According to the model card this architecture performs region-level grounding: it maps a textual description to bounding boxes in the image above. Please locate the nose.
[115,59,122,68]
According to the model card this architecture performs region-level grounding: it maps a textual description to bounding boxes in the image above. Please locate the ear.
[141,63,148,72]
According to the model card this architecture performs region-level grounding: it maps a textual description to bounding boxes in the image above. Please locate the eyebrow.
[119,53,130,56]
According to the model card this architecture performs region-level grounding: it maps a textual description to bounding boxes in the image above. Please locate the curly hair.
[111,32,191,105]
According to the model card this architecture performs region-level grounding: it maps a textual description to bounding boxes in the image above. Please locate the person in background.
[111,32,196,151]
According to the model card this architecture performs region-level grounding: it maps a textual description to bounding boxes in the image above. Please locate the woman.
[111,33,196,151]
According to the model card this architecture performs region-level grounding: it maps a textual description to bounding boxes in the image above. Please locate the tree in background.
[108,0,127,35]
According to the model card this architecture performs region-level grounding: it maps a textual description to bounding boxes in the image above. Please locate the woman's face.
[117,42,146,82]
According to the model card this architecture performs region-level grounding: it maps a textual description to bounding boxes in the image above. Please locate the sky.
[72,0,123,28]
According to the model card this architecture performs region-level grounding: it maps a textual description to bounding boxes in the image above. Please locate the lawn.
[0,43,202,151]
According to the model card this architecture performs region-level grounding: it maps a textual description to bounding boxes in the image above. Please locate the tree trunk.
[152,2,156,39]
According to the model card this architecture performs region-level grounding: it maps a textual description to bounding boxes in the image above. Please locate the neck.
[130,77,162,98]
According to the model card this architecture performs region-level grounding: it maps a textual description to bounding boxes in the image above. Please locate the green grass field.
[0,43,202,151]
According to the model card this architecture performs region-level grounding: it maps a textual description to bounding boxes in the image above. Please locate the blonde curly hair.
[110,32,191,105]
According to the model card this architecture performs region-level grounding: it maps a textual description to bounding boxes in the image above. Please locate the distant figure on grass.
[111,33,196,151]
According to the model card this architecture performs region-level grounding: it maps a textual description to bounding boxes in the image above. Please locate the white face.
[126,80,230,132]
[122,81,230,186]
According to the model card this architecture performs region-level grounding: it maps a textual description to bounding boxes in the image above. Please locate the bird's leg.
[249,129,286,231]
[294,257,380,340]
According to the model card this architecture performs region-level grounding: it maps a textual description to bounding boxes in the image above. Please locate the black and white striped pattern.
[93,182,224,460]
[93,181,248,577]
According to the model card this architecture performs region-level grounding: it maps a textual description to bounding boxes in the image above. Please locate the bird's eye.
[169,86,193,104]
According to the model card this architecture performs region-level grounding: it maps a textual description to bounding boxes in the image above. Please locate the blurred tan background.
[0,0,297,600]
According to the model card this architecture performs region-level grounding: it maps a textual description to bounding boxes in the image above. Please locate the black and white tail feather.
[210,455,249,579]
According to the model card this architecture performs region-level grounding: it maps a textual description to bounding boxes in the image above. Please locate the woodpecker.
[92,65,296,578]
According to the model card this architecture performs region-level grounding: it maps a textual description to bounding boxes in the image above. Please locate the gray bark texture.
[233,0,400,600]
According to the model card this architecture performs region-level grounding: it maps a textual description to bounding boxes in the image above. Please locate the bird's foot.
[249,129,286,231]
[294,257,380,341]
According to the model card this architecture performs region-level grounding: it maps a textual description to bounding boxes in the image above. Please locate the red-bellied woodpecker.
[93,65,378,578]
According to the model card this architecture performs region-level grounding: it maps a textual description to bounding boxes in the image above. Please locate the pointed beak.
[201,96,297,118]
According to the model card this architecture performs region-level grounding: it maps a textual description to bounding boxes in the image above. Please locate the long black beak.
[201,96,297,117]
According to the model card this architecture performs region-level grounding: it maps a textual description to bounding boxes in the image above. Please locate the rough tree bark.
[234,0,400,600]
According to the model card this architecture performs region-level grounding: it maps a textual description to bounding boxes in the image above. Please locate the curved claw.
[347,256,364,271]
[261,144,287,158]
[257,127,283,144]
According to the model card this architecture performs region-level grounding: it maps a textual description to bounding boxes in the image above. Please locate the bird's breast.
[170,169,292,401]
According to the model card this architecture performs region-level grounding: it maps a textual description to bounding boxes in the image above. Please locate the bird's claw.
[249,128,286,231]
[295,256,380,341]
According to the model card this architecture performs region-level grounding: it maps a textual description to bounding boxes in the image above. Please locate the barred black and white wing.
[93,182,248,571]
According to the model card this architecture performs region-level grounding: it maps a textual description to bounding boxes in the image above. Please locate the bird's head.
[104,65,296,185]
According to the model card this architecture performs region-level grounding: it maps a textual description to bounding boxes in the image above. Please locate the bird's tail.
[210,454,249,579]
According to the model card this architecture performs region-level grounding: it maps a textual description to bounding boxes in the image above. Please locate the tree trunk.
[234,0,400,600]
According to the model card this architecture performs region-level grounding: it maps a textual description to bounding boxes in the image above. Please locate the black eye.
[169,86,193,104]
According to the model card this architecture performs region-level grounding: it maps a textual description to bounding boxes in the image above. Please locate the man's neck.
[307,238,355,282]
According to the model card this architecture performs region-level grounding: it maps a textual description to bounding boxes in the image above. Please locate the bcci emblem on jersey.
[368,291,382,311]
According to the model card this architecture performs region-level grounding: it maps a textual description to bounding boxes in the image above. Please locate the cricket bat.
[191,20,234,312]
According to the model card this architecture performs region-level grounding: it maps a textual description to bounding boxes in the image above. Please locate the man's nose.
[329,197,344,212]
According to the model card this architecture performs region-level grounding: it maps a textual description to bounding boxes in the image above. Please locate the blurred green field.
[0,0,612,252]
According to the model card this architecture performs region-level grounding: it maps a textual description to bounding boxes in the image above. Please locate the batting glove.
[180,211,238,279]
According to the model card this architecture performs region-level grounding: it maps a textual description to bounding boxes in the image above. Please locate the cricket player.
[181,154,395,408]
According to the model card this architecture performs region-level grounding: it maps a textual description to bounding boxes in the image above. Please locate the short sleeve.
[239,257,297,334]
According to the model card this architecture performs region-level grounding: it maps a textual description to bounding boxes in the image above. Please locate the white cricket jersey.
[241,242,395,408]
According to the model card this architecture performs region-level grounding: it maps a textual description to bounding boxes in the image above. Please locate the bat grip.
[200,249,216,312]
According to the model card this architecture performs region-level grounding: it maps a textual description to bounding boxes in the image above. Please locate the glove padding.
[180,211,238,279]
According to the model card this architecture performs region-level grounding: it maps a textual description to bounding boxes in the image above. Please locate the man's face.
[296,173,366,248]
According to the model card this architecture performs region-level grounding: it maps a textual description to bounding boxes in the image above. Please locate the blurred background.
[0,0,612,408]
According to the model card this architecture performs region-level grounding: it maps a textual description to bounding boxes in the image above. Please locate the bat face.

Task details => Reproduce every row above, swapping "model card" for "documentation" wherever it occurs and changing nothing else.

Task result =>
According to the documentation this architecture performs region-level grounding: it maps a textual description to bounding boxes in the image above. Please locate the nose.
[115,59,122,68]
According to the documentation this architecture performs region-level grounding: it maps a textual description to bounding boxes in the image above. Please locate the ear.
[141,63,148,72]
According to the documentation this architecture performs region-level grounding: it maps a textual description to bounding boxes in the image above. Please locate the eyebrow.
[119,53,130,56]
According to the documentation this architecture performs region-level grounding: it maps a textual description to bounding boxes in the image above. Please locate the curly hair.
[111,32,191,105]
According to the documentation this architecture performs region-level grounding: it maps a textual description to bounding boxes in the image above. Please locate the person in background.
[111,32,196,151]
According to the documentation this architecture performs region-level grounding: it maps a textual description to bounding boxes in the image above. Please locate the woman.
[111,33,196,151]
According to the documentation this architecture performs region-level grounding: it maps a textual description to bounding boxes in the image above. Please locate the tree in background.
[108,0,127,35]
According to the documentation this architecture performs region-level grounding: it maps a textual description to bounding boxes in the image above. Please locate the woman's face.
[117,42,146,82]
According to the documentation this architecture performs region-level grounding: it maps a textual description to bounding boxes in the image above. Please locate the sky.
[72,0,123,28]
According to the documentation this architecture performs region-level grounding: it maps a textual description to bounding boxes in the image above. Please locate the lawn.
[0,43,202,151]
According to the documentation this architecture performs region-level grounding: it maps a textual description to bounding boxes in the image above. Please locate the tree trunk.
[152,2,156,39]
According to the documentation this architecture performs region-level grounding: it maps a textual description to bounding boxes in the image above. Please locate the neck.
[130,77,162,98]
According to the documentation this architecture performs region-level grounding: it maps a textual description to bounding boxes in the image above. Please locate the green grass field.
[0,43,202,151]
According to the documentation this architecture performs region-level grounding: it maps a textual description to bounding boxes in the image above. Please locate the blonde curly hair.
[110,32,191,105]
According to the documentation this architecture performs region-level grounding: it maps a textual description to bounding boxes in the image above. Please locate the distant figure on grass.
[111,33,196,151]
According to the documentation this architecture performs region-level grounding: it maps a textual description to bounding boxes in the image above. Please locate the white face.
[126,80,230,132]
[122,81,230,186]
According to the documentation this architecture performs region-level grounding: it maps a textual description to bounding boxes in the image above. Please locate the bird's leg.
[249,129,286,231]
[294,257,380,340]
According to the documentation this architecture performs region-level grounding: it maps a textual description to bounding boxes in the image above. Please locate the black and white striped pattern.
[93,182,224,460]
[93,181,248,577]
According to the documentation this architecture performs region-level grounding: it maps a textual description to bounding boxes in the image above. Please locate the bird's eye.
[169,86,193,104]
According to the documentation this architecture performs region-level grounding: it maps a textual description to bounding boxes in the image above. Please locate the blurred tan background.
[0,0,297,600]
According to the documentation this architecture performs region-level grounding: it maps a textual description to bounding boxes in the image above. Please locate the black and white tail feather.
[210,455,249,579]
According to the documentation this architecture performs region-level grounding: it maps a textual description to bounding boxes in the image above. Please locate the woodpecker.
[92,65,296,578]
According to the documentation this architecture performs region-level grounding: it maps a textual description to bounding boxes in the image above. Please locate the gray bark texture.
[233,0,400,600]
According to the documentation this architecture performs region-level grounding: it maps a textual description to bounding boxes in the image above. Please locate the bird's foot.
[249,129,286,231]
[294,257,380,341]
According to the documentation this architecture performs region-level grounding: it maps a textual description to bounding boxes in the image above. Please locate the red-bellied woodpecker.
[93,65,378,578]
According to the documentation this architecture performs region-level grounding: it maps a textual description to bounding boxes in the image above. Please locate the pointed beak.
[201,96,297,118]
According to the documentation this architecture performs region-level grounding: it maps a textual description to bounding boxes in the image above. Please locate the long black beak.
[201,96,297,117]
According to the documentation this architecture performs region-level grounding: it maps a textual description to bounding boxes in the image above. Please locate the rough tree bark.
[234,0,400,600]
According to the documentation this architecture performs region-level grounding: it maps a textual description to bounding boxes in the image above. Please locate the curved claw.
[347,256,364,271]
[261,144,287,158]
[257,127,283,144]
According to the documentation this architecture performs region-level grounding: it maps a textual description to bounding boxes in the image above. Please locate the bird's breast.
[170,169,292,401]
According to the documentation this architecture performs region-level grounding: it maps a textual description to bounding boxes in the image above. Please locate the bird's claw.
[249,128,286,231]
[295,256,380,341]
According to the documentation this architecture performs region-level grounding: it maps a textual description to bounding boxes in the image above. Please locate the barred black and white wing.
[93,182,248,571]
According to the documentation this architecture performs region-level grounding: it maps a textual description to bounding boxes in the image above. Please locate the bird's head.
[104,65,296,185]
According to the documentation this architecture performs region-level grounding: it maps a textual description to bounding boxes in the image above. Please locate the bird's tail.
[210,454,249,579]
According to the documentation this architecture performs region-level grounding: it maps a textual description to bounding boxes in the image above. Please locate the tree trunk.
[234,0,400,600]
According to the documentation this architecture performs region-level grounding: it maps a textual description to bounding boxes in the image above. Please locate the black eye.
[169,86,193,104]
According to the documentation this architecture performs region-level grounding: it maps a textual description to bounding boxes in the image above. Please locate the man's neck.
[307,238,355,282]
According to the documentation this architecture performs region-level grounding: it maps a textual description to bounding boxes in the image above. Please locate the bcci emblem on jersey.
[368,291,382,311]
According to the documentation this architecture performs region-level grounding: it maps a textual description to bounding boxes in the image above. Please locate the cricket bat.
[191,20,234,312]
According to the documentation this architecture performs region-level grounding: it maps a textual description to bounding boxes in the image above. Please locate the man's nose.
[329,197,344,212]
According to the documentation this architecture performs region-level grounding: it maps a textual description to bounding boxes in the image above. Please locate the blurred green field.
[0,0,612,252]
According to the documentation this architecture performs region-level grounding: it maps a textual description to bounding boxes in the image above. Please locate the batting glove.
[180,211,238,279]
According to the documentation this architecture performs region-level grounding: it maps a textual description to bounding boxes in the image above. Please locate the cricket player.
[181,154,395,408]
According to the documentation this architecture performs region-level grounding: it maps a textual description to bounding boxes in the image above. Please locate the short sleeve.
[239,257,297,334]
According to the documentation this architecture performs region-level grounding: it maps a textual description to bounding boxes in the image above. Please locate the white cricket jersey.
[241,242,395,408]
According to the documentation this architecture performs region-level grounding: it maps a textual description to bounding boxes in the image above. Please locate the bat grip.
[200,249,216,312]
According to the documentation this architecture performs region-level grounding: it maps a textual description to bounding boxes in the image above. Please locate the glove padding.
[180,211,238,279]
According to the documentation this architecture performs region-level grounding: it maps a textual description to bounding boxes in the image above. Please locate the man's face.
[296,173,366,248]
According to the documentation this architecture performs region-level grounding: it maps a textual description to bounding boxes in the image above. Please locate the blurred background.
[0,0,612,408]
According to the documentation this architecture performs region-level grounding: it maps a textual description to bounding boxes in the image above. Please locate the bat face.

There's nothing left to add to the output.